Given passage:
** start **

Thanks for your comments, Colleen. I've changed the subject line to address
your question about BC dates.
EDTF does support BC dates, You can see the following examples at
http://www.loc.gov/standards/datetime/examples.html:
"BC date: -1000-01-01"
"-10000-01-01 ( January 1 of the year 10,000 BC)"
In fact, both of these are supported by xs:date and are thus automatically
supported by EDTF, which is a superset of xs:date.
Note however, EDTF does not support non-hyphenated BC dates. For example,
does not support:
-10000101
even though it supports both:
-1000-01-01
and:
10000101
I.e. DOES support both hyphenated BC dates and non-hyphenated positive
dates. ("Positive" meaning AD/CE.)
So while xs:date does support BC dates, it supports only the hyphenated
form - xs:date does not support the non-hyphenated form of date, BC or
positive. On the other hand, EDTF does support a positive date without
hyphens, even though xs:date does not. This is an EDTF extension to xs:date.
The reason why EDTF does not support the hyphenated form of a BC date - and
this is open for discussion - is that although there is a use case for
non-hyphenated positive dates, no use case has been offered for
non-hyphenated BC dates.
Another limitation, possible of concern to nobody: EDTF does not support
"Year Zero". This has not been raised as an issue and quite likely will not,
unless members of scientific communities which use year zero become
stakeholders in this effort; if that happens we would address this,
otherwise we would not. "Year Zero" means the year between 1BC and 1AD.
For most applications such a year does not exist, 1AD is the year
immediately following 1BC. However for certain disciplines, astronomy for
example, year zero is meaningful. Support of year zero would introduce
serious complexities (for example, alignment of leap years) and we do not
plan to address it any further if nobody raises it as a requirement.
-- Ray
----- Original Message -----
From: "Colleen R Cahill" <[log in to unmask]>
To: <[log in to unmask]>
Sent: Monday, November 23, 2009 7:02 AM
Subject: Re: [DATETIME] Abstract dates and times
Ray,
Very good start. One minor thing; there is a extra "0" in your first
example (should be 20100202).
We have been using that date format in the Geography & Map Division
Scanning Lab for years in a table of administrative metadata because it
sorted the well and was easy to see groupings. While good for machines to
parse, it is also something humans can quickly learn to read. My only
question is how will you deal with BC dates? We have not had to face that
at our shop.

** end **

Required actions:
a. Please pull out every line of the records that contains the string "headscarf", treating uppercase and lowercase as different.
b. Write the next part of the email about EDTF and BC dates, picking up after its final sentence.
The records below the email about EDTF and BC dates have no connection to it.

Records from a data source:
** start **

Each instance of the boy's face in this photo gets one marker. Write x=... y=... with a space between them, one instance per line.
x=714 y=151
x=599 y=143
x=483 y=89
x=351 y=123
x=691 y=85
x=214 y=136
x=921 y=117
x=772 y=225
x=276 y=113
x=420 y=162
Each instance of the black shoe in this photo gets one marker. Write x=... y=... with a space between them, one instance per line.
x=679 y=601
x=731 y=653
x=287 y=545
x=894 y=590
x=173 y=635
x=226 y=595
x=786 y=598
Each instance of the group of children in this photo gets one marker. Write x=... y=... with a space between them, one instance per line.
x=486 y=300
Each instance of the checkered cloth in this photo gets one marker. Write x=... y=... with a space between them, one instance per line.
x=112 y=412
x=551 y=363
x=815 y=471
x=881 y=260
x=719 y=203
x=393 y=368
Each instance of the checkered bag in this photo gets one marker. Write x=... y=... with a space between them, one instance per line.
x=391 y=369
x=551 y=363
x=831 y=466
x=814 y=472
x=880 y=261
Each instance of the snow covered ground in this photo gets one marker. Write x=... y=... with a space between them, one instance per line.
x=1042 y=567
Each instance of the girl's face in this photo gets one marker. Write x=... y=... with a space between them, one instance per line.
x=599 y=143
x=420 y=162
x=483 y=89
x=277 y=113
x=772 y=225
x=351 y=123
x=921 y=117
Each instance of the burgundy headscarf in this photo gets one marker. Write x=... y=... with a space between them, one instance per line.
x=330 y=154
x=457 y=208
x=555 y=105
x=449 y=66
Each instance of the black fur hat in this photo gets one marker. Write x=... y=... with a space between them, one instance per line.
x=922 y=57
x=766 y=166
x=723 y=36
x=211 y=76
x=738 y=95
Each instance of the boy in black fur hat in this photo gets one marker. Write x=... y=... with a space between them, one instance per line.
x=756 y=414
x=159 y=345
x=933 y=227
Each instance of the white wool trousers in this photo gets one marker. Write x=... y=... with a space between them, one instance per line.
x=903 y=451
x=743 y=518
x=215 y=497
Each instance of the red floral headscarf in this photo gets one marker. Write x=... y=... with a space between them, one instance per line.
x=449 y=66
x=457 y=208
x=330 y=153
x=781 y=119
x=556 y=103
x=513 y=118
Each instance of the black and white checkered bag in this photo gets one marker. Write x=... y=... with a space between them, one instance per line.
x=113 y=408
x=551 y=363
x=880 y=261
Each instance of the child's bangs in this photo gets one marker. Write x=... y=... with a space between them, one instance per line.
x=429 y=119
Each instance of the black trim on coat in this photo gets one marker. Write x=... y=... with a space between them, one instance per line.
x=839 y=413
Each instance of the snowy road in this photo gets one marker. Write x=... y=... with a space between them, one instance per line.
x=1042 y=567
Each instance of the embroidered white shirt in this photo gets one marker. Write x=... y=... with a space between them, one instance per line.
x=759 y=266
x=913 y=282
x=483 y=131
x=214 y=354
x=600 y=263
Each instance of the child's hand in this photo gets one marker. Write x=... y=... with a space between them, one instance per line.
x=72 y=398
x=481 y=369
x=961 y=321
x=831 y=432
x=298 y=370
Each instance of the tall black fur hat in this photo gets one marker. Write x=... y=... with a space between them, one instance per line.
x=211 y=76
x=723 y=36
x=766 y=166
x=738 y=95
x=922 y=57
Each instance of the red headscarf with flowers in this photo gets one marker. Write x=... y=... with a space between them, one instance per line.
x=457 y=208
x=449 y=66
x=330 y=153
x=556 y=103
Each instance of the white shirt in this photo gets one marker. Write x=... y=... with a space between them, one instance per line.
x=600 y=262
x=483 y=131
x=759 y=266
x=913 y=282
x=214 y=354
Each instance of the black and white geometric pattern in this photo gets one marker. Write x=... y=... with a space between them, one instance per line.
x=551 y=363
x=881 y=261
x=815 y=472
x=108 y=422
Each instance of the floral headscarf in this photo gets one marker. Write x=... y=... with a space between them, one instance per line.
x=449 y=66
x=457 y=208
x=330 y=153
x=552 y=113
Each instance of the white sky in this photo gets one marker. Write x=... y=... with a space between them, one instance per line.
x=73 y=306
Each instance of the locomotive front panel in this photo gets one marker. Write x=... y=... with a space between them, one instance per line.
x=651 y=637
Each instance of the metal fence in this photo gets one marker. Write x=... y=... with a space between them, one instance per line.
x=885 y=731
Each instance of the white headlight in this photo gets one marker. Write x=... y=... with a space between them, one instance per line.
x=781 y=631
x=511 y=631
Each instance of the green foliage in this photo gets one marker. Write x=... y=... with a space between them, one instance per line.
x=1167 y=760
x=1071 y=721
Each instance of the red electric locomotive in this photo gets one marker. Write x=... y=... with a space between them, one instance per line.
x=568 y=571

** end **

Task-by-task answers:
a.
Each instance of the burgundy headscarf in this photo gets one marker. Write x=... y=... with a space between them, one instance per line.
Each instance of the red floral headscarf in this photo gets one marker. Write x=... y=... with a space between them, one instance per line.
Each instance of the red headscarf with flowers in this photo gets one marker. Write x=... y=... with a space between them, one instance per line.
Each instance of the floral headscarf in this photo gets one marker. Write x=... y=... with a space between them, one instance per line.

b.
The time field is not something we have used, but it makes sense and if
needed, is the most logical way to display this data. Those who are more
familiar with "military" time will have less of a learning curve, but I
don't foresee anyone being stumped by this. The "T" in front is great as a
hint for what the data is all about, since time is rarely displayed as a
number without some punctuation (i.e. 12:10).
Colleen
Colleen R. Cahill
Digital Conversion Coordinator and
Recommending Officer for Science Fiction and Fantasy
Geography & Map Division
Library of Congress
4652
202-707-8540
>>> "Ray Denenberg, Library of Congress" <[log in to unmask]> 11/19/2009 10:34 AM
>>> >>>
I'll get the discussion started.
See the first proposal on the list at
http://www.loc.gov/standards/datetime/proposals.html. (Just because it's
the first does not mean that these have to be discussed in order. Anyone who
wishes to initiate a thread on any of these proposals, please do. Please use
a meaningful subject line, though.)
Please comment on whether the feature discussed below is useful. Would you
use it? implement it? Please feel free to say no, it is not useful.
Abstract dates and times.
Thus, where:
201000202
is February 2, 2010
something like:
****0202
would simply mean February 2. (As in "Groundhog Day is February 2".)
I am not suggesting this particular syntax, just using it as an example. I
suggest we avoid the syntax discussion and focus on the functionality, and
if it seems that this is a feature worth adopting then talk about syntax.
Also, holidays with no fixed date, Easter for example, are out of scope for
this thread, they are part of a different proposal.
Similarly for time.....
So where:
20090412T133500
means 1335 (1:35 PM), April 12, 2009
Something like:
T133500
would mean 1335 (As in "Sunday day game start times are 1:35 PM".)
(There is a third part to the proposal but let's put that on a separate
thread.)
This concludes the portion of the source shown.